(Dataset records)

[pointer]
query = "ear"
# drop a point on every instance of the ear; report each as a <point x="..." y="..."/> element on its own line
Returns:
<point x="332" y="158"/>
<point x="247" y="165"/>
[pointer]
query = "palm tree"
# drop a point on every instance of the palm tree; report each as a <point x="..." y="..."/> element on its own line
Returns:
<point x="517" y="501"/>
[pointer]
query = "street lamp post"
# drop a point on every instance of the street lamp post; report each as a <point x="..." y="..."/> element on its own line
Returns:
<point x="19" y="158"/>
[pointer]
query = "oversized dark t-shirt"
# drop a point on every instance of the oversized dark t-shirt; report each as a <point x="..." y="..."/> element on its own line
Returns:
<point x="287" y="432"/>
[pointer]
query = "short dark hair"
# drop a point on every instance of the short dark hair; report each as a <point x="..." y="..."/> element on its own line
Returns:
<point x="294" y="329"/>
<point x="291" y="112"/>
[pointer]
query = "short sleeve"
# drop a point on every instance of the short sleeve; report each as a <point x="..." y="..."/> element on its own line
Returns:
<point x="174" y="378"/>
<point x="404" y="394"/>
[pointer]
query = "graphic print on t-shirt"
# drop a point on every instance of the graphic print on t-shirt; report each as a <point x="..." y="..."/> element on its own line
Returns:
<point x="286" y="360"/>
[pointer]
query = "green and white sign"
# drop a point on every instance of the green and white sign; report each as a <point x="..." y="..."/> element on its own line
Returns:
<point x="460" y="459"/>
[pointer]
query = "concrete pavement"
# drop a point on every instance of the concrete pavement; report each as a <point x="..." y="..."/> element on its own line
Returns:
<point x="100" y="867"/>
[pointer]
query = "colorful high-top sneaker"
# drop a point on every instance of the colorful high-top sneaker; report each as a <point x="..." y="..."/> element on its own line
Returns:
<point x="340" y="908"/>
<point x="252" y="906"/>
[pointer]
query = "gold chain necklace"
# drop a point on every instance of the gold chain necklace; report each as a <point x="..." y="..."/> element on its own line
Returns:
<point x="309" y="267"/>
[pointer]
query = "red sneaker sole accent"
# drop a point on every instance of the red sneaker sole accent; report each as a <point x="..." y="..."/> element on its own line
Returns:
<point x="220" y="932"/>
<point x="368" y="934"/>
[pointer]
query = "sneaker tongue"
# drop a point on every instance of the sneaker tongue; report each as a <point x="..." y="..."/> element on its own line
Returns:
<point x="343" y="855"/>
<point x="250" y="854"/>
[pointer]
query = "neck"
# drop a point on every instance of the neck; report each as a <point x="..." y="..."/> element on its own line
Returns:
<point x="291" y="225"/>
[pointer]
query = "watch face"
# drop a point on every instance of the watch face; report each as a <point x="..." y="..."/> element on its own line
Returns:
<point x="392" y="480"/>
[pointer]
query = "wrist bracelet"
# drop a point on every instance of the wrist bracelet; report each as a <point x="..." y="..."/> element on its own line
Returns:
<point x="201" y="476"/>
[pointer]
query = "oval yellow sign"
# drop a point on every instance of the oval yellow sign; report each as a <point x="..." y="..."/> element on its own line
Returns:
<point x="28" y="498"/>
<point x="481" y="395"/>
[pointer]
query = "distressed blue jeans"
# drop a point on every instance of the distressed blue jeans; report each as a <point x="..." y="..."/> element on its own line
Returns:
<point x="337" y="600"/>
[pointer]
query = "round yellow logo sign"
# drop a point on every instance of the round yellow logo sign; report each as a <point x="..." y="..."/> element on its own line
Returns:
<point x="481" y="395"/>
---
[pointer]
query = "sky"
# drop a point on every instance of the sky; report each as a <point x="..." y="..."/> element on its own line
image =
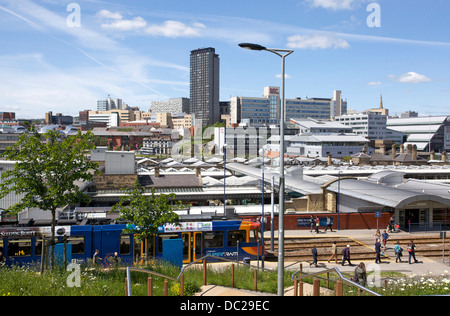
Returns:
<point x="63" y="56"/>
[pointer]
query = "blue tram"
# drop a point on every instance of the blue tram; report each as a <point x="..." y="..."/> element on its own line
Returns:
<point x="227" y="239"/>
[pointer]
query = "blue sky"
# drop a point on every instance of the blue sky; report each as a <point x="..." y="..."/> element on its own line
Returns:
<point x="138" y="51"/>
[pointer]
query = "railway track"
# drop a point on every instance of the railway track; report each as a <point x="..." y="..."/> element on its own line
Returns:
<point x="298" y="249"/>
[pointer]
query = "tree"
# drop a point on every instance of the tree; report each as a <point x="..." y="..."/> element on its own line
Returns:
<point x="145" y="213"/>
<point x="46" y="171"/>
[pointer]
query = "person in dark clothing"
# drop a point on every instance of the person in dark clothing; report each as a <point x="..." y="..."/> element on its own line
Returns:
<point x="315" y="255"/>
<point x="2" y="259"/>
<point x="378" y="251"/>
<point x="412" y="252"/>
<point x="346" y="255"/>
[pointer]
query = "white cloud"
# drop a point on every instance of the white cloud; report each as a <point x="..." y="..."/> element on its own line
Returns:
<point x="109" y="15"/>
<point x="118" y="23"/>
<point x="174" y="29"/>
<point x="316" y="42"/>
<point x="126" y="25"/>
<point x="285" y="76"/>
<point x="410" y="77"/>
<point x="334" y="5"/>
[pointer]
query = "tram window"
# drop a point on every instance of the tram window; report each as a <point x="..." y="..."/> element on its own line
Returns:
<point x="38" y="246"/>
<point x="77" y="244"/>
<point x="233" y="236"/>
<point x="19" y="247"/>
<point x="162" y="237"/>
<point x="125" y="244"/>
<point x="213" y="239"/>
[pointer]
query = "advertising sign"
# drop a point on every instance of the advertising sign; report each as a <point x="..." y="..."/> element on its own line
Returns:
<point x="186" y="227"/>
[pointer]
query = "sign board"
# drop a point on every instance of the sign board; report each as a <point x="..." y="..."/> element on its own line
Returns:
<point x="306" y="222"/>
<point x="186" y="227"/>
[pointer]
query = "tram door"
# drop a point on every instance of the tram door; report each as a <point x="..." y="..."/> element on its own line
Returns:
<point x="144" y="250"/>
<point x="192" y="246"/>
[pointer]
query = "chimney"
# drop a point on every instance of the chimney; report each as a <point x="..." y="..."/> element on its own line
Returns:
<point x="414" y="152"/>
---
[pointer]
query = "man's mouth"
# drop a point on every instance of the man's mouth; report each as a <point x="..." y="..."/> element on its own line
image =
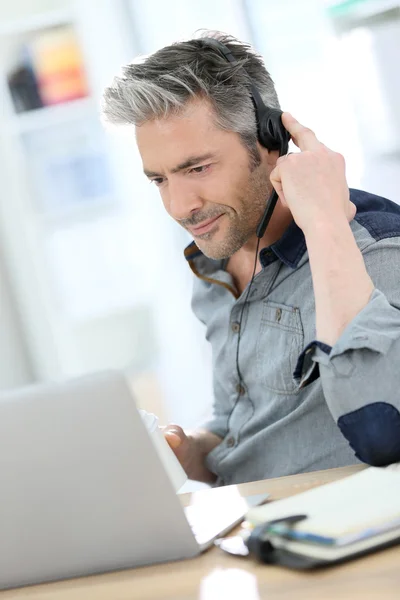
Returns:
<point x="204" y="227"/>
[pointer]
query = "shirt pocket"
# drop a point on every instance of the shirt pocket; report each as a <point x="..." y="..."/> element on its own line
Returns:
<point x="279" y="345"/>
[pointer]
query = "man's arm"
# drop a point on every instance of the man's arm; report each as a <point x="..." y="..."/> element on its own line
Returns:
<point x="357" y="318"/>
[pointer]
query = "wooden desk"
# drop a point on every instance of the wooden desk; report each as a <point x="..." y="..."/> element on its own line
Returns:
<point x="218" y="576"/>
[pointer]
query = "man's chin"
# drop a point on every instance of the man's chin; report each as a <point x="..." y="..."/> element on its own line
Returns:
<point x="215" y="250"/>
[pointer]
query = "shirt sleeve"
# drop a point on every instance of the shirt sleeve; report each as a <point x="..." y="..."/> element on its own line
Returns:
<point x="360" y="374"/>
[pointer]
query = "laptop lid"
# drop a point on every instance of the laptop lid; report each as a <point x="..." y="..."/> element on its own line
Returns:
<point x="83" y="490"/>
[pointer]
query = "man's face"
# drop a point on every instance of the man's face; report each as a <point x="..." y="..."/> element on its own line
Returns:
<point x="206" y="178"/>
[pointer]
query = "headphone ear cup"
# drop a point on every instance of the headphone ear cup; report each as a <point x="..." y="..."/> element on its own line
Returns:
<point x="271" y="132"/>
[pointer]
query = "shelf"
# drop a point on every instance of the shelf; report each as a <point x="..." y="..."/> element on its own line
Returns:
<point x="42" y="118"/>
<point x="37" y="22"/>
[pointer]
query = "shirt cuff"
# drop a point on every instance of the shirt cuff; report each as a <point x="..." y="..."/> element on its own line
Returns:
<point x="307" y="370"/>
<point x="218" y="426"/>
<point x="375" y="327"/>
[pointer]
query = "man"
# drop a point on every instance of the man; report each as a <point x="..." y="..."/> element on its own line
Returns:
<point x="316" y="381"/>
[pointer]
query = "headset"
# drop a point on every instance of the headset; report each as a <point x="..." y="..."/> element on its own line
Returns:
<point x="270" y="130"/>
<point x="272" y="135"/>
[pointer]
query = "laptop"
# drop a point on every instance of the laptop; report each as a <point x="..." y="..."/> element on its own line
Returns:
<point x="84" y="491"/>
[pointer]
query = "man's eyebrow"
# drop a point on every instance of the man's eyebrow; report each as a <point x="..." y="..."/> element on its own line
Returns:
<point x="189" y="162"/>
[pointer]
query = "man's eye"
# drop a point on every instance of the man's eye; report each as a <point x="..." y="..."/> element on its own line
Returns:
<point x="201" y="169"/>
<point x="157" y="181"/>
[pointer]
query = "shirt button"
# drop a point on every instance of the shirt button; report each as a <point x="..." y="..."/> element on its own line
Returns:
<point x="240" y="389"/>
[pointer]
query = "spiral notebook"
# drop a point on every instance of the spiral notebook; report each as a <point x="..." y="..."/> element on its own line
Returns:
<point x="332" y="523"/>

» **WHAT IS BEING ASKED**: Count how many lines of the records above contain the word "street", treating uppercase and lowercase as different, and give only that number.

» **FINAL ANSWER**: 2